▶ _DIRECTIONS FOR THIS TASK_:
Please rewrite all of the lines below with every "positive clicks" changed to "foreground points" and nothing else altered. Leave the pictures out of your answer.

▶ _RECORDS TO PROCESS_:

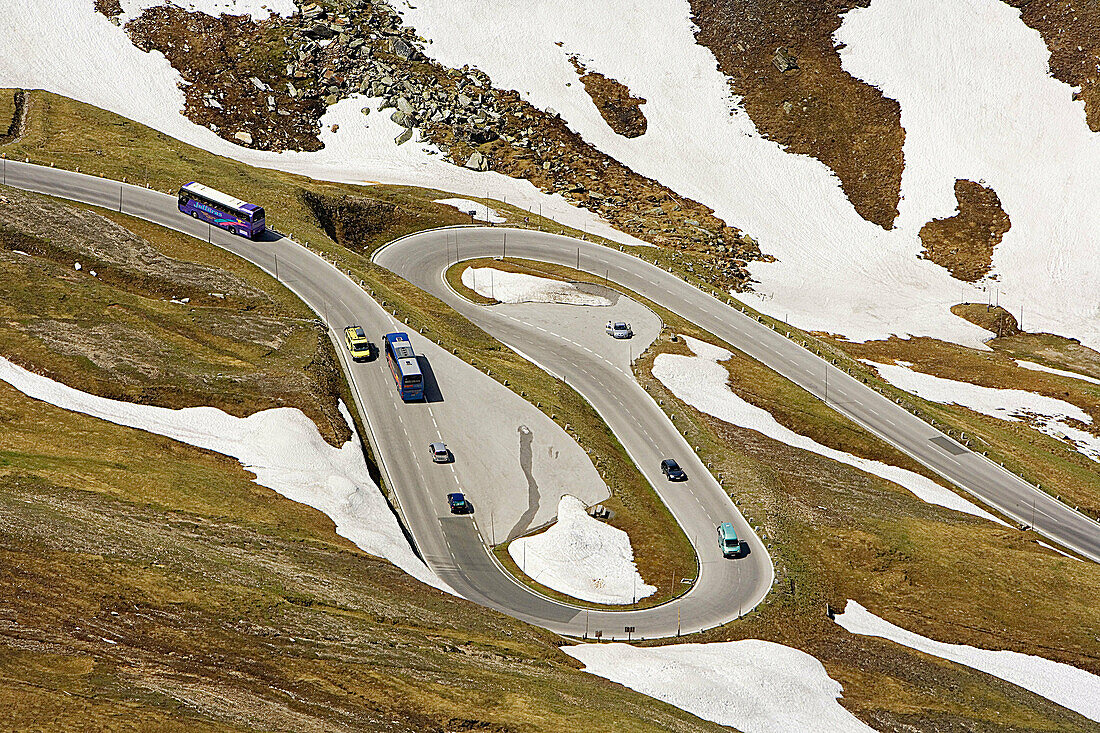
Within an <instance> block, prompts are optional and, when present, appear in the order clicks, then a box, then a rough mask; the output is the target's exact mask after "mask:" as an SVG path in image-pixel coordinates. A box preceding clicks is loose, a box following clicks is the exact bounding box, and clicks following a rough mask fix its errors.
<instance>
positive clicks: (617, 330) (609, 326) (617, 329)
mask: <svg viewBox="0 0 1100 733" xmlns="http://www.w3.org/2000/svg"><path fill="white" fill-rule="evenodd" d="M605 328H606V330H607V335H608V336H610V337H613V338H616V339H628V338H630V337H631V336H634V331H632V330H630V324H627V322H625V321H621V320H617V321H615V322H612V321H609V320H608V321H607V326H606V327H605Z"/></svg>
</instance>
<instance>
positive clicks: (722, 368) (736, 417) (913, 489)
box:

▶ _TASK ANSWER_:
Within an <instance> block, prompts are optional and, when present, appear in the order clicks, then a box, then a rough mask; the output is the target's exact mask after "mask:" as an SVG path in image-pixel coordinates. A box preceding clicks is loose, a box following clicks is the exact bounding box, and clicks following a rough mask fix its errors.
<instance>
foreground points: (617, 330) (609, 326) (617, 329)
mask: <svg viewBox="0 0 1100 733" xmlns="http://www.w3.org/2000/svg"><path fill="white" fill-rule="evenodd" d="M605 328H606V330H607V335H608V336H610V337H613V338H616V339H628V338H630V337H631V336H634V331H632V330H630V324H627V322H625V321H621V320H617V321H615V322H612V321H609V320H608V321H607V326H606V327H605Z"/></svg>
</instance>
<instance>
foreground points: (722, 368) (736, 417) (913, 489)
box:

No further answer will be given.